§ Отрывок:
Единственное направление утопического социализма, к которому авторы «Манифеста» относятся уважительно - это учения Сен-Симона, Фурье и Оуэна. Учения этих мыслителей они характеризуют как критически-утопические, поскольку они выступают с критикой, отрицанием буржуазного общества. Действительно при всей своей исторически обусловленной ограниченности критически-утопический социализм замечателен своей беспощадной критикой капиталистических общественных отношений, своим гениальным предвосхищением таких основных черт будущего, посткапиталистического строя, как исчезновение противоположности между городом и деревней, между физическим и умственным трудом, отмирание государства, радикальное изменение общественного разделения труда и т.д.

Однако в основном отношение основоположников марксизма к учениям Сен-Симона, Фурье и Оуэна, ставшими, как известно, одним из теоретических источников марксизма, остается отрицательным. Несмотря на то, что эпоха этих мыслителей отлична от эпохи Бабёфа, тем не менее, в это время еще не было ни развитого капиталистического строя, ни вполне выявившейся антагонистической противоположности между основными классами буржуазного общества.

Этим и определяются основные черты учений названных мыслителей: посткапиталистический общественный строй трактуется ими как идеал, созданный гением, а «социетарное», по выражению Фурье, переустройство общества как претворение в жизнь системы идей этого гения. Критическая оценка критически-утопического социализма Марксом и Энгельсом представляется мне односторонней, поскольку в сочинениях Сен-Симона, Фурье и Оуэна (последний, кстати сказать, был современником основоположников марксизма), несомненно, наличествует исторический подход к обществу, признание его развития, которое характеризуется как обусловленное предшествующим состоянием.

Так, например, Сен-Симон впервые сформулировал положение, что радикальное (позднее названное социалистическим) переустройство общества становится необходимым благодаря индустриализации. Фурье подразделял прогрессивное развитие общества на качественно различные эпохи, обосновывая вывод о необходимости «социетарного» (социалистического) строя, утверждением, что капитализм является преходящей ступенью развития человечества.

Оуэн, имевший ясное представление о содержании и значении промышленной революции, совершившейся Англии, разграничивал доиндустриальную эпоху (господство ручного, ремесленного труда) и индустриальное общество с характерным для него машинным производством. Благодаря промышленной революции, утверждал он, возникла новая и неограниченная способность создавать богатства и навсегда устранить бедность.

(Собранные данные)
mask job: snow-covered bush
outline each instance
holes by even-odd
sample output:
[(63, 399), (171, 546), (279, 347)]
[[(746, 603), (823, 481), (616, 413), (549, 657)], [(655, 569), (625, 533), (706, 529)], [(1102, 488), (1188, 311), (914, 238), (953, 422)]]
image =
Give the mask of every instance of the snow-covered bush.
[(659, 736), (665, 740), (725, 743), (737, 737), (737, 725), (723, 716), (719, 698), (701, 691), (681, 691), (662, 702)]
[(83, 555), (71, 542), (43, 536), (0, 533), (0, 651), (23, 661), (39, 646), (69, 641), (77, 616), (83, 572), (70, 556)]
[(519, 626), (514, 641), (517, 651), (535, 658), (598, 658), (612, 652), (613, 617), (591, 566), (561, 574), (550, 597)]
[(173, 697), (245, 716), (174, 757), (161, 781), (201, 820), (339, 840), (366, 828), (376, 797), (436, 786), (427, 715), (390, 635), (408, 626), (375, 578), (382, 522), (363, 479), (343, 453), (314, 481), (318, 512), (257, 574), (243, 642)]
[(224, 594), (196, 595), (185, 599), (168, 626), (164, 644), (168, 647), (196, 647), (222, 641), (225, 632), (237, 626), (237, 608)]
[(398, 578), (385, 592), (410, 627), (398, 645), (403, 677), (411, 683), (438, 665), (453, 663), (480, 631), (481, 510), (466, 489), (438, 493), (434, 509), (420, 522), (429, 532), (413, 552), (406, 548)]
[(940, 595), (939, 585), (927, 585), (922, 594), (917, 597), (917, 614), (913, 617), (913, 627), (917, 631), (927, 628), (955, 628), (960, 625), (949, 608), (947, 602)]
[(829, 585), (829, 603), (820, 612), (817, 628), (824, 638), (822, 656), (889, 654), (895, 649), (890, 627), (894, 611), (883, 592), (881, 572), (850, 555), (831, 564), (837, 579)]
* * *
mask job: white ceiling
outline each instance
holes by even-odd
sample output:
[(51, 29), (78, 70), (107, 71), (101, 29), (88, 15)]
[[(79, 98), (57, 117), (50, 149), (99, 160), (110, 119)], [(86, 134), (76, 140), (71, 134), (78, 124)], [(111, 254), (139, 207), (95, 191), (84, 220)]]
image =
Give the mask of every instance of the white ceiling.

§ Задания:
(a) Переведите на английский язык предложение из отрывка об утопическом социализме: «Так, например, Сен-Симон впервые сформулировал положение, что радикальное (позднее названное социалистическим) переустройство общества становится необходимым благодаря индустриализации».
(b) Напишите продолжение отрывка об утопическом социализме, начиная сразу после его последнего предложения.

§ Ожидаемые ответы:
(a) For example, Saint-Simon was the first to formulate the proposition that a radical (later called socialist) reorganization of society becomes necessary owing to industrialization.

(b)
Деятели критически-утопического социализма, указывают Маркс и Энгельс, не придают значения борьбе классов, не видят в пролетариате никакой способности к исторической инициативе, отвергают революционное насилие и политическую борьбу вообще. Разочарованные в последствиях Великой французской революции, которая вместо провозглашенных ею свободы, равенства и братства утвердила новую систему эксплуатации и угнетения трудящихся, эти утопические социалисты не видят иного пути к социализму, кроме соглашения с господствующим классом.

Они обращаются к власть имущим, пытаясь убедить их в том, что социалистическое общество будет наиболее процветающим, обеспечивающим все потребности всем членам общества. Они обстоятельно описывают в своих сочинениях основанное на социалистических началах общество, характеризуют его с такими подробностями, которые оказываются продуктами их неуемной фантазии. «Это фантастическое описание будущего общества возникает в то время, когда пролетариат еще находится в очень неразвитом состоянии и представляет себе поэтому свое собственное положение еще фантастически, оно возникает из первого исполненного предчувствия порыва пролетариата к всеобщему преобразованию общества».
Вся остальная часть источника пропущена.